La Careta Del Gigante
Por Mario Vargas Llosa para El Pais - 13 Jul 2014PIEDRA DE TOQUE. El mito de la ‘Canarinha’ nos hacía soñar hermosos sueños. Pero en el fútbol como en la política es malo vivir soñando y siempre preferible atenerse a la verdad, por dolorosa que sea
No
funcionaba nada bien; había algo forzado, artificioso y antinatural en ese
esfuerzo, que se traducía en un desangelado rendimiento de todo el cuadro,
incluido el de su estrella máxima, Neymar. Todos los jugadores parecían
embridados. El viejo estilo —el de un Pelé, Sócrates, Garrincha, Tostao, Zico—
seducía porque estimulaba el lucimiento y la creatividad de cada cual, y de
ello resultaba que el equipo brasileño, además de meter goles, brindaba un
espectáculo soberbio, en que el fútbol se trascendía a sí mismo y se convertía
en arte: coreografía, danza, circo, ballet.
Los
críticos deportivos han abrumado de improperios a Luiz Felipe Scolari, el
entrenador brasileño, al que responsabilizan de la humillante derrota por haber
impuesto a la selección carioca una metodología de juego de conjunto que
traicionaba su rica tradición y la privaba de la brillantez y la iniciativa que
antes eran inseparables de su eficacia, convirtiendo a los jugadores en meras
piezas de una estrategia, casi en autómatas. Sin embargo, yo creo que la culpa
de Scolari no es solo suya sino, tal vez, una manifestación en el ámbito
deportivo de un fenómeno que, desde hace algún tiempo, representa todo el
Brasil: vivir una ficción que es brutalmente desmentida por una realidad
profunda.
Todo
nace con el Gobierno de Lula da Silva (2003-2010), quien, según el mito
universalmente aceptado, dio el impulso decisivo al desarrollo económico de
Brasil, despertando de este modo a ese gigante dormido y encarrilándolo en la
dirección de las grandes potencias. Las formidables estadísticas que difundía
el Instituto Brasileño de Geografía y Estadística eran aceptadas por doquier:
de 49 millones, los pobres bajaron a ser sólo 16 millones en ese período y la
clase media aumentó de 66 a 113 millones. No es de extrañar que, con estas
credenciales, Dilma Rousseff, compañera y discípula de Lula, ganara las
elecciones con tanta facilidad. Ahora que quiere hacerse reelegir y que la
verdad sobre la condición de la economía brasileña parece sustituir al mito,
muchos la responsabilizan a ella de esa declinación veloz y piden que se vuelva
al lulismo, el Gobierno que sembró, con sus políticas mercantilistas y
corruptas, las semillas de la catástrofe.
________________
Tareas escritas ▸
a: Vuelve a escribir el fragmento del texto seleccionado que empieza con "La Careta Del" y sigue hasta "danza, circo, ballet.", y reemplaza "espectáculo" por "show".
b: Según el texto seleccionado, ¿quién es el entrenador brasileño al que los críticos deportivos responsabilizan de la humillante derrota?

Datos proporcionados ▸
________________
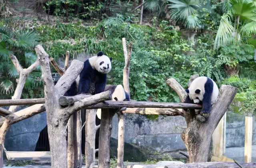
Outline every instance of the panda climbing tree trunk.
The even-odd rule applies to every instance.
[[[107,91],[75,102],[72,106],[63,108],[58,104],[58,99],[70,88],[82,71],[82,62],[73,60],[70,67],[54,85],[52,77],[49,55],[40,45],[35,50],[41,65],[46,113],[47,125],[51,150],[52,168],[66,168],[67,149],[66,126],[70,116],[74,113],[88,106],[111,100],[111,92]]]
[[[181,101],[184,102],[187,95],[181,85],[173,78],[168,79],[167,83],[178,94]],[[237,89],[231,86],[222,85],[218,98],[204,122],[196,120],[195,114],[191,113],[190,110],[182,110],[187,128],[181,134],[181,137],[188,152],[190,162],[207,162],[213,131],[236,95]]]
________________
Conjunto de respuestas ▸
a:
La Careta Del Gigante
Por Mario Vargas Llosa para El Pais - 13 Jul 2014PIEDRA DE TOQUE. El mito de la ‘Canarinha’ nos hacía soñar hermosos sueños. Pero en el fútbol como en la política es malo vivir soñando y siempre preferible atenerse a la verdad, por dolorosa que sea
No
funcionaba nada bien; había algo forzado, artificioso y antinatural en ese
esfuerzo, que se traducía en un desangelado rendimiento de todo el cuadro,
incluido el de su estrella máxima, Neymar. Todos los jugadores parecían
embridados. El viejo estilo —el de un Pelé, Sócrates, Garrincha, Tostao, Zico—
seducía porque estimulaba el lucimiento y la creatividad de cada cual, y de
ello resultaba que el equipo brasileño, además de meter goles, brindaba un
show soberbio, en que el fútbol se trascendía a sí mismo y se convertía
en arte: coreografía, danza, circo, ballet.

b: Luiz Felipe Scolari.